### Exercise aim
Copy the full set of lines exactly as given.

Pointing dataset excerpts

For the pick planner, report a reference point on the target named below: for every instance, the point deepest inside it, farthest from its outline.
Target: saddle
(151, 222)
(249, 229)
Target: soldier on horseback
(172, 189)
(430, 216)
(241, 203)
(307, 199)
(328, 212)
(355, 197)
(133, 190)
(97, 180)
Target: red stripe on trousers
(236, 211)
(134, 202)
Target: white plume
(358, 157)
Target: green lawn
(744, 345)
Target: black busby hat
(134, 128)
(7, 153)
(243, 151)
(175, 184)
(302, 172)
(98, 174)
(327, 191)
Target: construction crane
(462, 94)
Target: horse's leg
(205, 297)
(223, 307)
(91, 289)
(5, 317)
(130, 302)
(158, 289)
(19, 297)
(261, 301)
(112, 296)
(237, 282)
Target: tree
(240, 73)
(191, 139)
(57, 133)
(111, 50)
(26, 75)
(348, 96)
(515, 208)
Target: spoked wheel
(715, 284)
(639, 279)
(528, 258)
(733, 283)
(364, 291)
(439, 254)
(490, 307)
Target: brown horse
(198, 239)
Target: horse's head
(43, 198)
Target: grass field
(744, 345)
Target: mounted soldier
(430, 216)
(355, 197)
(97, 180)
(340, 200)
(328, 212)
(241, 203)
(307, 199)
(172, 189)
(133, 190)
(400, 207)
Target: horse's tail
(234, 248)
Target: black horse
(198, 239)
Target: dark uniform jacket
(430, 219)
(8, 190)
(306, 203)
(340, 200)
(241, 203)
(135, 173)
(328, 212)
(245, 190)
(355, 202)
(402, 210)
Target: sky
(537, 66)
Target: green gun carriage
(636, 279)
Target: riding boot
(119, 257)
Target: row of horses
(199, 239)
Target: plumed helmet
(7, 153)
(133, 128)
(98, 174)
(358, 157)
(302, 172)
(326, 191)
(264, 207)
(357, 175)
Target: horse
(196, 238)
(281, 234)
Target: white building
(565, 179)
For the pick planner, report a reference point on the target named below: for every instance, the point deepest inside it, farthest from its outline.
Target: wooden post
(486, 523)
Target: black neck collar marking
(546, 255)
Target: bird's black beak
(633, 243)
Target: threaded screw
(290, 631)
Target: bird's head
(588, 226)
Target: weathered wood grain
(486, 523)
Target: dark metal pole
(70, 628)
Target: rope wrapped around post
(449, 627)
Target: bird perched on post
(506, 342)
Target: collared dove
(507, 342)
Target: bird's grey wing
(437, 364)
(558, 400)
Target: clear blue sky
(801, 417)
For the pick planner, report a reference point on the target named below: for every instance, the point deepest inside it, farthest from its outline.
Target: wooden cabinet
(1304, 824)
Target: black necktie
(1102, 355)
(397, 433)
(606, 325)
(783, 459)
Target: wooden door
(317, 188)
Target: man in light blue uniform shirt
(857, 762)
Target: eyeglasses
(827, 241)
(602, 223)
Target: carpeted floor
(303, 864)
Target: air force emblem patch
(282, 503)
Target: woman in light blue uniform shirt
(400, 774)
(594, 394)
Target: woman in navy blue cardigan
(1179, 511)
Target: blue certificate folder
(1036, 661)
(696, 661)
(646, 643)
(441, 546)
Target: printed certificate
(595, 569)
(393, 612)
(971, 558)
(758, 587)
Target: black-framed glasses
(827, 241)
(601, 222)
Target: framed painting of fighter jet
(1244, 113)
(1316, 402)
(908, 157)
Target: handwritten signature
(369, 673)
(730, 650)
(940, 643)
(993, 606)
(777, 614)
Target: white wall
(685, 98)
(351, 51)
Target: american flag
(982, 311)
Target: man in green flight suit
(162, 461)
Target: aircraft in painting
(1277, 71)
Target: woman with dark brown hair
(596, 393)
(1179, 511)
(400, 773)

### Solution for this exercise
For the pick planner, report a reference point on the target named below: for every instance, the point deepest inside it, farthest from its outline.
Target: saddle
(151, 222)
(249, 229)
Target: soldier on horseback
(172, 189)
(430, 216)
(241, 203)
(307, 199)
(328, 212)
(355, 197)
(133, 190)
(97, 180)
Target: red stripe on trousers
(236, 211)
(134, 202)
Target: white plume
(358, 157)
Target: green lawn
(744, 345)
Target: black busby hat
(134, 128)
(7, 153)
(243, 151)
(175, 184)
(302, 172)
(98, 174)
(327, 191)
Target: construction crane
(462, 94)
Target: horse's leg
(205, 297)
(223, 307)
(91, 289)
(5, 317)
(130, 302)
(158, 289)
(19, 297)
(261, 301)
(112, 296)
(237, 282)
Target: tree
(240, 73)
(191, 139)
(57, 133)
(111, 50)
(26, 75)
(348, 96)
(515, 208)
Target: spoked wheel
(715, 284)
(639, 279)
(528, 258)
(733, 283)
(364, 291)
(439, 254)
(490, 307)
Target: brown horse
(198, 239)
Target: horse's head
(43, 198)
Target: grass field
(744, 345)
Target: mounted soldier
(430, 216)
(355, 197)
(97, 180)
(340, 200)
(328, 212)
(241, 203)
(307, 199)
(172, 189)
(133, 190)
(400, 207)
Target: horse's tail
(234, 248)
Target: black horse
(198, 239)
Target: dark uniform jacket
(430, 219)
(8, 190)
(306, 203)
(340, 200)
(241, 203)
(135, 173)
(328, 212)
(245, 190)
(355, 202)
(402, 210)
Target: sky
(537, 66)
Target: green gun carriage
(636, 279)
Target: riding boot
(119, 257)
Target: row of horses
(199, 239)
Target: plumed helmet
(7, 153)
(133, 128)
(98, 174)
(358, 157)
(302, 172)
(326, 191)
(264, 207)
(357, 175)
Target: horse
(196, 238)
(281, 234)
Target: white building
(565, 179)
For the pick planner, report a reference point on the target named below: for every instance, the point deepest inside it, farthest from its outline.
Target: wooden post
(486, 523)
Target: black neck collar marking
(546, 255)
Target: bird's black beak
(633, 243)
Target: threaded screw
(290, 631)
Target: bird's head
(588, 226)
Target: weathered wood grain
(486, 523)
Target: dark metal pole
(70, 628)
Target: rope wrapped around post
(449, 627)
Target: bird perched on post
(506, 342)
Target: collared dove
(507, 342)
Target: bird's grey wing
(437, 364)
(558, 400)
Target: clear blue sky
(801, 417)
For the pick planner, report a reference point on the target named below: for every instance, the point deepest inside it, farthest from its outline.
Target: wooden cabinet
(1304, 824)
Target: black necktie
(1102, 355)
(397, 433)
(606, 325)
(783, 459)
Target: wooden door
(317, 188)
Target: man in light blue uniform shirt
(857, 762)
Target: eyeglasses
(827, 241)
(602, 223)
Target: carpeted floor
(303, 864)
Target: air force emblem patch
(282, 503)
Target: woman in light blue uniform shirt
(400, 774)
(594, 394)
Target: woman in navy blue cardigan
(1179, 511)
Target: blue certificate folder
(1036, 661)
(696, 661)
(646, 643)
(441, 546)
Target: printed certificate
(595, 569)
(393, 612)
(971, 558)
(758, 587)
Target: black-framed glasses
(827, 241)
(601, 222)
Target: framed painting of fighter jet
(1244, 113)
(1316, 402)
(908, 157)
Target: handwritten signature
(369, 673)
(730, 650)
(940, 643)
(993, 606)
(777, 614)
Target: white wall
(685, 98)
(351, 51)
Target: american flag
(982, 311)
Target: man in green flight suit
(162, 461)
Target: aircraft in painting
(1277, 71)
Target: woman with dark brown hair
(596, 393)
(1179, 511)
(400, 773)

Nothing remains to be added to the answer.